These days, NORAD and Google work together to track Santa. Now that the private sector is so good at tracking things, Google can let citizens track Santa Claus themselves. For the 2011 NORAD Santa exercise, anyone with a smartphone can search ‘Santa’ on Google Maps for mobile and get a Santa target lock in the palm of their hand.
The tradition started by accident. A 1955 Sears Roebuck holiday catalog misprinted the phone number for kids in Colorado Springs to call Santa Claus. Instead of Santa, they called the CONAD Commander-in-Chief’s operations hotline. So, Colonel Harry Shoup, CONAD’s Director of Ops at the time, had his staff check the radar for Santa’s position. Isn’t that cute?
Now NORAD has a nice page where it describes all the neat-o military technology it would use for this exercise if Santa Claus was a military target. In 1998, NORAD brought its Santa tracking efforts online with it’s “ultra-cool, high-tech, high-speed Santa cams.”
NORAD wasn’t the first online Santa defense grid, though. Carl Malamud has maintained a Santa-watching Internet presence at north.pole.org since the early ’90s. It’s still available in its classic form. Those were the days, huh?

» **PROVIDED DATA**

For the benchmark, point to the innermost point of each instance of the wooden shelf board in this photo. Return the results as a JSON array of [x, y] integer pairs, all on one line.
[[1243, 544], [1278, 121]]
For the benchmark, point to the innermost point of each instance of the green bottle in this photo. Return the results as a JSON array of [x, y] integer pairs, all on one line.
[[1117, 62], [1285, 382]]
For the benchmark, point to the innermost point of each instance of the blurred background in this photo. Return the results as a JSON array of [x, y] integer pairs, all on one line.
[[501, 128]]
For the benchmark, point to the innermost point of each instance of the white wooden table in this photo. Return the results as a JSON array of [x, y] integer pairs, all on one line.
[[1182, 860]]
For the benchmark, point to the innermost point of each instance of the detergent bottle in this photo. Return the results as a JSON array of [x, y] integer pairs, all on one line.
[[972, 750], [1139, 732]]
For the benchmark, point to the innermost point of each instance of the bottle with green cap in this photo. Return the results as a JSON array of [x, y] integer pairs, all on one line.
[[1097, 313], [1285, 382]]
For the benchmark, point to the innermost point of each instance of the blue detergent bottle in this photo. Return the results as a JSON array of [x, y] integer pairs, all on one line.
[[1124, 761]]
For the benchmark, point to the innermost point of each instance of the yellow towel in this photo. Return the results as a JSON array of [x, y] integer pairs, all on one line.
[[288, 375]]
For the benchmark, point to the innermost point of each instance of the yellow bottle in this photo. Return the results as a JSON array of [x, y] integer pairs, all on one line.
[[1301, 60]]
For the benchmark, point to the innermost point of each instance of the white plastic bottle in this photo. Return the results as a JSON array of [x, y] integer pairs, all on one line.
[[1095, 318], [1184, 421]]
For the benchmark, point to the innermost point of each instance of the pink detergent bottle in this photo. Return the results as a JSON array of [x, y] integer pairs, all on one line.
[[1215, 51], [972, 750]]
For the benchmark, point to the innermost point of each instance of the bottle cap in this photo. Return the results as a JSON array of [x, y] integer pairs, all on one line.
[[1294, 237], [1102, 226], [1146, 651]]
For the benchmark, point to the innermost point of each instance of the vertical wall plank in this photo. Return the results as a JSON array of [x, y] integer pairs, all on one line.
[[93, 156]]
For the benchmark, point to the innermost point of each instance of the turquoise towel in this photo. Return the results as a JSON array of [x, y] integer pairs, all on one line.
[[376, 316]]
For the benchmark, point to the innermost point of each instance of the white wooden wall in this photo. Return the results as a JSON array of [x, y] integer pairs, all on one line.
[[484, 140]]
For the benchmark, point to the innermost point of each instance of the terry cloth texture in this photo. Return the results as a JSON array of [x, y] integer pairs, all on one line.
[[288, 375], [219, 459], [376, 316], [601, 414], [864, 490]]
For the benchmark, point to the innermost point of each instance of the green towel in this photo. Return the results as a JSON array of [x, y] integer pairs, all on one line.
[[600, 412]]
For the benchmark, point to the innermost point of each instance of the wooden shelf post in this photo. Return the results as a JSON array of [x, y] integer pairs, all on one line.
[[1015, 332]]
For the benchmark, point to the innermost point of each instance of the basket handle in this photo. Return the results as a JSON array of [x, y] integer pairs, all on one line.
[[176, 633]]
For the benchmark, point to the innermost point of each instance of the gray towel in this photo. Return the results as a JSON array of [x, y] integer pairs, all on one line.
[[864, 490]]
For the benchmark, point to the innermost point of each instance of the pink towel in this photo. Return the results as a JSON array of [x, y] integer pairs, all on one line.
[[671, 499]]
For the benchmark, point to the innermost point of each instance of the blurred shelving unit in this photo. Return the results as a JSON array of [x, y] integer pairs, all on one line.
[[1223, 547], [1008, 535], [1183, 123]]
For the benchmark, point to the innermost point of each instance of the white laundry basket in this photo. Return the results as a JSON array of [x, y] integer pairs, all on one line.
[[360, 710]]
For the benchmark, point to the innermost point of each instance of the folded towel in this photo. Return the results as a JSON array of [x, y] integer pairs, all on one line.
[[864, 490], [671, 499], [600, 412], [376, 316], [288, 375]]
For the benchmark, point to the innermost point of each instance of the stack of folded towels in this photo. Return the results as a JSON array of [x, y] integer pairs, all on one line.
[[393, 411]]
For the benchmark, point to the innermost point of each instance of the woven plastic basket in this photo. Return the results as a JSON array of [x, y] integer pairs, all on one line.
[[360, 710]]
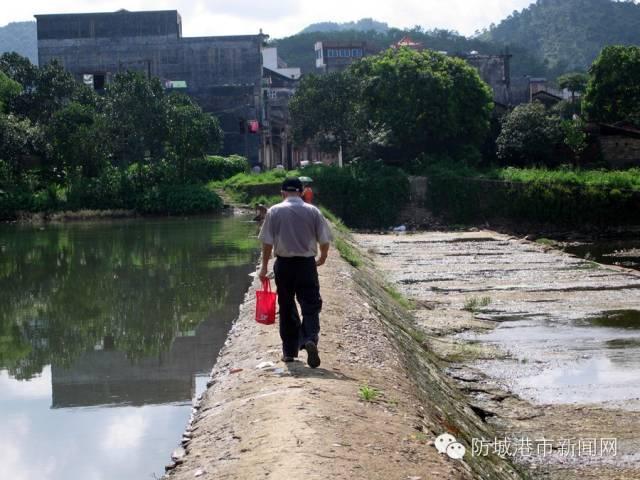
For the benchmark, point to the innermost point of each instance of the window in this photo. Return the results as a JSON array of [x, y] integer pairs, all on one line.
[[98, 81]]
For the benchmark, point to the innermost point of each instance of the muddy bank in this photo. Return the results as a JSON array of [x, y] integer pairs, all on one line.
[[545, 344], [261, 418]]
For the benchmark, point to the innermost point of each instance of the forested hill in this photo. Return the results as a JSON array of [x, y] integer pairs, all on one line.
[[569, 34], [20, 37], [298, 50], [362, 25]]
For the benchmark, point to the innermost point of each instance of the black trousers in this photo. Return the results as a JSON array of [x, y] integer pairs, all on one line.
[[297, 278]]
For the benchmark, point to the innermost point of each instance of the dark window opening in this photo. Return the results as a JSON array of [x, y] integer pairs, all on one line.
[[98, 81]]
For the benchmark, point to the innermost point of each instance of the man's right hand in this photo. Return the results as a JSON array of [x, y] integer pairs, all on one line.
[[263, 274]]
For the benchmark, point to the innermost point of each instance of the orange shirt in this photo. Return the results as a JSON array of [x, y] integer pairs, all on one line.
[[307, 195]]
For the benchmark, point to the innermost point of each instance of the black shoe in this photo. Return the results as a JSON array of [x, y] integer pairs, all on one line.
[[313, 359]]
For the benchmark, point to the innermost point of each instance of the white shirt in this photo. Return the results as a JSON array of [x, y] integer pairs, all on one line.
[[295, 229]]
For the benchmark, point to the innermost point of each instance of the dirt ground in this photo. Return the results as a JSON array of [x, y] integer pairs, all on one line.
[[544, 296], [281, 421]]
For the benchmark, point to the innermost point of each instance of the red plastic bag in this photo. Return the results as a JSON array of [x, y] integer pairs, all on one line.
[[266, 304]]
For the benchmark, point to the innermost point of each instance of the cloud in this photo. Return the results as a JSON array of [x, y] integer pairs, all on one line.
[[124, 433], [287, 17], [36, 388]]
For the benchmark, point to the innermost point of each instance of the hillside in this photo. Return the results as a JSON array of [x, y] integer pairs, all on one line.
[[568, 34], [298, 50], [362, 25], [20, 37]]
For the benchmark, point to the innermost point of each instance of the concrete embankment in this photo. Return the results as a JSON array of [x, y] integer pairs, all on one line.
[[546, 345], [261, 418]]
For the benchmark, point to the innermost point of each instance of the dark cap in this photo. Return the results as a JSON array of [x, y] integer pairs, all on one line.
[[292, 184]]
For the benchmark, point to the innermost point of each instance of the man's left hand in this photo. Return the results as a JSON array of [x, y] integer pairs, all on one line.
[[263, 275]]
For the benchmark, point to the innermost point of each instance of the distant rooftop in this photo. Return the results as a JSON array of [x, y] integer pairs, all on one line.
[[109, 24]]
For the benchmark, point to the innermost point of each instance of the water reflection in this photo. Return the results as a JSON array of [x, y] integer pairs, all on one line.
[[131, 314]]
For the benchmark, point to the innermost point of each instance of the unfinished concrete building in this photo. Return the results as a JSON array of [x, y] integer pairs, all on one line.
[[223, 74]]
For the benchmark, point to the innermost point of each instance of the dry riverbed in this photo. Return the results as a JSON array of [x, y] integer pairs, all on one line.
[[263, 419], [546, 345]]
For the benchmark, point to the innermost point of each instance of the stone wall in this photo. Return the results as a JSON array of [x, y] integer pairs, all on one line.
[[620, 151], [494, 70]]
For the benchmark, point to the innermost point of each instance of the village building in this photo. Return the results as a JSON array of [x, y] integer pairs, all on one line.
[[338, 56], [222, 74], [407, 42], [619, 144], [279, 83]]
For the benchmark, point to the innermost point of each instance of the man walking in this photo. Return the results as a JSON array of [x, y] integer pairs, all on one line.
[[292, 230]]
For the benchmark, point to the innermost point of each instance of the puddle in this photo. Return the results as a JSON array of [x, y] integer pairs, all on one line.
[[621, 343], [624, 253], [628, 319]]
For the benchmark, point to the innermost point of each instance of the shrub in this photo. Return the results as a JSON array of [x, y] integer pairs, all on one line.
[[210, 168], [529, 137], [179, 200], [568, 197]]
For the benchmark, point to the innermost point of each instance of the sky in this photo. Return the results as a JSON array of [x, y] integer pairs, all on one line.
[[286, 17]]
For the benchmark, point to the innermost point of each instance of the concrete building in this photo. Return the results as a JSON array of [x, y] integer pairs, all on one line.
[[223, 74], [337, 56], [408, 42], [495, 70]]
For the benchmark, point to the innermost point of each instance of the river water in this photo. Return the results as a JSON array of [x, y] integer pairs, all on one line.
[[107, 333]]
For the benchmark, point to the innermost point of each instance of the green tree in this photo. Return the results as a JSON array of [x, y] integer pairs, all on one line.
[[19, 140], [325, 110], [529, 136], [45, 89], [190, 132], [574, 136], [136, 113], [79, 139], [9, 89], [424, 102], [613, 91], [575, 82]]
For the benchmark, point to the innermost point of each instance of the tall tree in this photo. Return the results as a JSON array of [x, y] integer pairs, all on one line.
[[137, 117], [325, 111], [613, 91], [190, 132], [424, 102], [529, 136], [575, 82]]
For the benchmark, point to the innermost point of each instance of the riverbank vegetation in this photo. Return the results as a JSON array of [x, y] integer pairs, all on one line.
[[528, 164], [133, 146]]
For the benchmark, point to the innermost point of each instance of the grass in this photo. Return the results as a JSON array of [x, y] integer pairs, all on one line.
[[349, 253], [266, 200], [248, 179], [367, 393], [337, 222], [398, 297], [610, 179], [474, 304]]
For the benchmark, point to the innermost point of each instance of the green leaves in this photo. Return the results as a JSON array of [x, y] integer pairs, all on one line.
[[395, 106], [613, 91], [529, 136]]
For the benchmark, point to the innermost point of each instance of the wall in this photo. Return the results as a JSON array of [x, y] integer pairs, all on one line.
[[494, 70], [620, 151], [222, 74]]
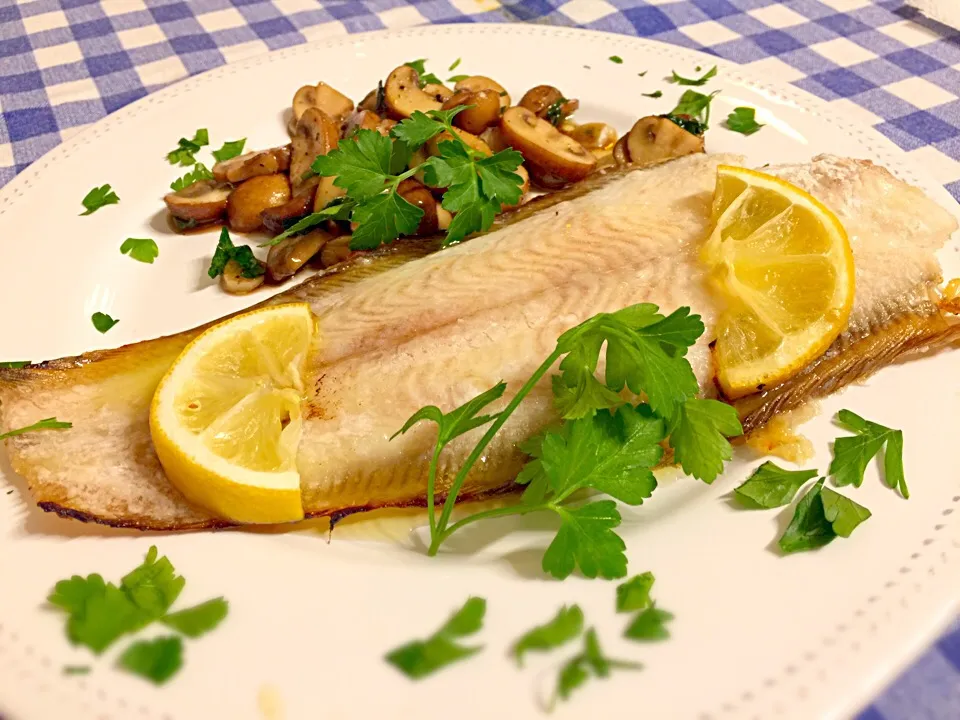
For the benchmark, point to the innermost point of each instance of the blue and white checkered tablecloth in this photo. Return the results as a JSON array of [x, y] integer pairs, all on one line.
[[65, 65]]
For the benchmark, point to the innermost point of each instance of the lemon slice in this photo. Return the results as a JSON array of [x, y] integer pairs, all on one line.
[[225, 419], [782, 263]]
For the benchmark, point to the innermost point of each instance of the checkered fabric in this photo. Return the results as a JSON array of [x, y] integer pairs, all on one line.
[[65, 65]]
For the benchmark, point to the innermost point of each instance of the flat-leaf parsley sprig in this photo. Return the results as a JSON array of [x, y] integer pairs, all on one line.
[[605, 443], [371, 167]]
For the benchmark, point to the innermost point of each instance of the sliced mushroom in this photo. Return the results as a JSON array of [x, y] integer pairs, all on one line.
[[475, 83], [254, 196], [419, 196], [291, 254], [233, 281], [327, 192], [593, 136], [316, 134], [655, 138], [403, 95], [440, 93], [277, 219], [541, 100], [323, 97], [433, 144], [202, 202], [336, 251], [243, 167], [483, 109], [551, 155]]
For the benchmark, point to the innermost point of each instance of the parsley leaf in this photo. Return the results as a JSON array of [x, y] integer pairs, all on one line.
[[420, 658], [699, 437], [712, 72], [586, 539], [226, 251], [565, 626], [230, 149], [634, 594], [425, 77], [45, 424], [199, 619], [102, 322], [771, 486], [153, 586], [184, 153], [851, 455], [578, 669], [156, 660], [142, 249], [199, 172], [382, 219], [743, 120], [649, 625], [98, 198]]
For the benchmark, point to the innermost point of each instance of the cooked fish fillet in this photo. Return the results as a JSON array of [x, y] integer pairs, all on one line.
[[410, 327]]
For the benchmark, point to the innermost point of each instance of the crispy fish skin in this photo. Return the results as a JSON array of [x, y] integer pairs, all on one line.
[[400, 332]]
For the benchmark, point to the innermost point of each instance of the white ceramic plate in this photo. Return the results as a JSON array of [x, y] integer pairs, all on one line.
[[755, 635]]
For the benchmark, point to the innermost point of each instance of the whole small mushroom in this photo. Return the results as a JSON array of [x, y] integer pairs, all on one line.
[[252, 197], [233, 281], [656, 138]]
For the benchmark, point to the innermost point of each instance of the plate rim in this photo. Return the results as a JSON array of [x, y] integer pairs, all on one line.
[[894, 158]]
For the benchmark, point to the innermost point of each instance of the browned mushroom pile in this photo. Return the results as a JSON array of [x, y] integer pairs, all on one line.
[[269, 190]]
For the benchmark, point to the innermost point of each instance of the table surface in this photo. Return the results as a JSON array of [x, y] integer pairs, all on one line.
[[65, 65]]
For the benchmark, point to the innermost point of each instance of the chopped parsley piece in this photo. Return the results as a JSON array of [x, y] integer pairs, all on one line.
[[650, 624], [603, 444], [634, 594], [13, 364], [565, 626], [102, 322], [230, 149], [45, 424], [199, 619], [743, 120], [692, 112], [712, 72], [821, 515], [156, 660], [226, 251], [199, 172], [184, 153], [555, 113], [99, 197], [590, 661], [420, 658], [851, 455], [425, 77], [141, 249], [771, 486]]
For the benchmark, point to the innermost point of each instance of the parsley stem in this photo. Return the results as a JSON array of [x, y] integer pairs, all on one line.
[[438, 534]]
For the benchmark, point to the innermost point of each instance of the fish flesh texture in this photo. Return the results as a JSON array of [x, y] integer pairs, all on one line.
[[408, 327]]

» **DIRECTIONS**
(1) Print everything in the Santa-tracking passage from "NORAD wasn’t the" down to "the days, huh?".
(2) According to the Santa-tracking passage, why did children in Colorado Springs reach the CONAD operations hotline instead of Santa Claus? Explain in one to three sentences.
The listing was taken from a different source.

» **THE RESPONSES**
(1)
NORAD wasn’t the first online Santa defense grid, though. Carl Malamud has maintained a Santa-watching Internet presence at north.pole.org since the early ’90s. It’s still available in its classic form. Those were the days, huh?

(2) A 1955 Sears Roebuck holiday catalog misprinted the phone number that kids in Colorado Springs were supposed to call to reach Santa Claus. Because of that error, their calls went to the CONAD Commander-in-Chief's operations hotline.